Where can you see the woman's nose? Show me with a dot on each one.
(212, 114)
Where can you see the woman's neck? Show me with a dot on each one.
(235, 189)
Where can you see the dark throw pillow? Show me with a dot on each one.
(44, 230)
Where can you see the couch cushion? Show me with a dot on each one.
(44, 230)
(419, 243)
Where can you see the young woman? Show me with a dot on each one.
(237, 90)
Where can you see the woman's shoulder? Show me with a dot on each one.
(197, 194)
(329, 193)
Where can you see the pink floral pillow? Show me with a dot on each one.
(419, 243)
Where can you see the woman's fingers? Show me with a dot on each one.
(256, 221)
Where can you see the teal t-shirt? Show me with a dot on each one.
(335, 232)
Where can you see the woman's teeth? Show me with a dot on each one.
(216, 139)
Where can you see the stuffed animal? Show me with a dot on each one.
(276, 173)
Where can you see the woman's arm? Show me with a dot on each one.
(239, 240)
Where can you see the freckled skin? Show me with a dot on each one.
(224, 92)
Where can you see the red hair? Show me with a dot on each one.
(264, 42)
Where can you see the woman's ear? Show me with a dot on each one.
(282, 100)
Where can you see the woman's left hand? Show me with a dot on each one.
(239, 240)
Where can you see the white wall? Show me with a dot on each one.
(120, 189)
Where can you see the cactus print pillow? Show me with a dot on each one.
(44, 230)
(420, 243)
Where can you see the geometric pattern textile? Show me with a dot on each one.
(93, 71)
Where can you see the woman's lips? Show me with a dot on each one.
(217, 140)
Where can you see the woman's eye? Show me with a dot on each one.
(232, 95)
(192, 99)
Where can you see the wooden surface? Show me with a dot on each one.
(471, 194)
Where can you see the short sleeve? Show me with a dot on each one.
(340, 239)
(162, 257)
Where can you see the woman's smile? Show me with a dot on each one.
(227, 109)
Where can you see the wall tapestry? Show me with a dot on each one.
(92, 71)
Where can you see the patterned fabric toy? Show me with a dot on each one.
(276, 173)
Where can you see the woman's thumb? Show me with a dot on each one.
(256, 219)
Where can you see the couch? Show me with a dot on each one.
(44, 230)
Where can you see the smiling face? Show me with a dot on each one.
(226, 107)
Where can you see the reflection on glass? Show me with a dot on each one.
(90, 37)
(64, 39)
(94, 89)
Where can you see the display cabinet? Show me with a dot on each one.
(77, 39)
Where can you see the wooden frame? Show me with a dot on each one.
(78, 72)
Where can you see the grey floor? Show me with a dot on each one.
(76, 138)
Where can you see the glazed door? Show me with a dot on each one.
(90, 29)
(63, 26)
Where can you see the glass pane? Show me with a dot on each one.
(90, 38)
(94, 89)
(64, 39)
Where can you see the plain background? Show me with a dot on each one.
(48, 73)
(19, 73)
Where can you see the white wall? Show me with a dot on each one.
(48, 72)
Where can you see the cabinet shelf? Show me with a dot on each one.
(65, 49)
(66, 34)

THE REQUEST. Reproduce each entry word for word.

RESULT OF THE TASK.
Where can you see the woman's nose? Show me with a dot on each one.
(212, 114)
Where can you see the woman's neck? Show me with a dot on each one.
(235, 189)
Where can you see the dark throw pillow? Show me with a dot on each one.
(44, 230)
Where can you see the couch cushion? Show me with a dot on each one.
(44, 230)
(419, 243)
Where can you see the young woman? Show me with a dot on each one.
(237, 90)
Where can you see the woman's shoulder? Show me with a dot on each one.
(197, 194)
(329, 193)
Where can you see the pink floral pillow? Show me with a dot on each one.
(419, 243)
Where can you see the woman's fingers? Show me with a dot on each one.
(256, 221)
Where can you see the teal t-shirt? Show me with a dot on each one.
(335, 232)
Where can you see the woman's teeth? Show me with a dot on each one.
(216, 139)
Where can you see the stuffed animal? Show me with a dot on each one.
(276, 173)
Where can you see the woman's arm? Show me with a dot on each one.
(239, 240)
Where can you see the freckled skin? Show me with a dot on each one.
(224, 92)
Where can you see the red hair? Show me with a dot on each one.
(264, 42)
Where can you see the woman's ear? Show me with a dot on each one.
(282, 100)
Where can you see the woman's left hand? Show me with a dot on each one.
(239, 240)
Where can you see the white wall? Show me with a dot on each one.
(120, 189)
Where can you see the cactus print pillow? Show me with a dot on each one.
(44, 230)
(420, 243)
Where can you see the geometric pattern textile? Show me with a dot on each one.
(93, 71)
Where can you see the woman's lips? Show me with a dot on each one.
(217, 140)
Where can you see the woman's eye? Show me with a dot on each one.
(232, 95)
(192, 99)
Where can you see the wooden surface? Show me with a dot on each one.
(471, 194)
Where can you see the short sleeve? Show me with a dot on each one.
(340, 239)
(162, 257)
Where can you see the woman's smile? Show me with a dot on each one.
(227, 109)
Where can you see the wall tapestry? Show me with a dot on each one.
(92, 71)
Where can you see the patterned fabric toy? Show me with a dot on each one.
(276, 173)
Where can you see the woman's thumb? Show me with a dot on each one.
(256, 219)
Where can you see the couch? Show me with a dot on each one.
(44, 230)
Where can you see the smiling face? Show me with a dot on each one.
(226, 107)
Where can you see the reflection on glass? Show me with a dot on each one.
(90, 37)
(64, 39)
(94, 89)
Where can you see the display cabinet? Show me with a dot on each one.
(77, 39)
Where can you see the wooden frame? Show me with a dot on each one.
(78, 72)
Where can you see the grey floor? Show me with a dot on each one.
(76, 138)
Where can you see the glazed door? Show me with a dot on each one.
(90, 29)
(63, 26)
Where can you see the glass pane? Show me with a dot on each one.
(90, 38)
(94, 89)
(64, 39)
Where can you see the plain background? Show me with a dot on each one.
(48, 73)
(19, 73)
Where can you see the white wall? Show me with a dot on each one.
(48, 72)
Where can you see the cabinet shelf? Show me with a dot on each one.
(65, 49)
(66, 34)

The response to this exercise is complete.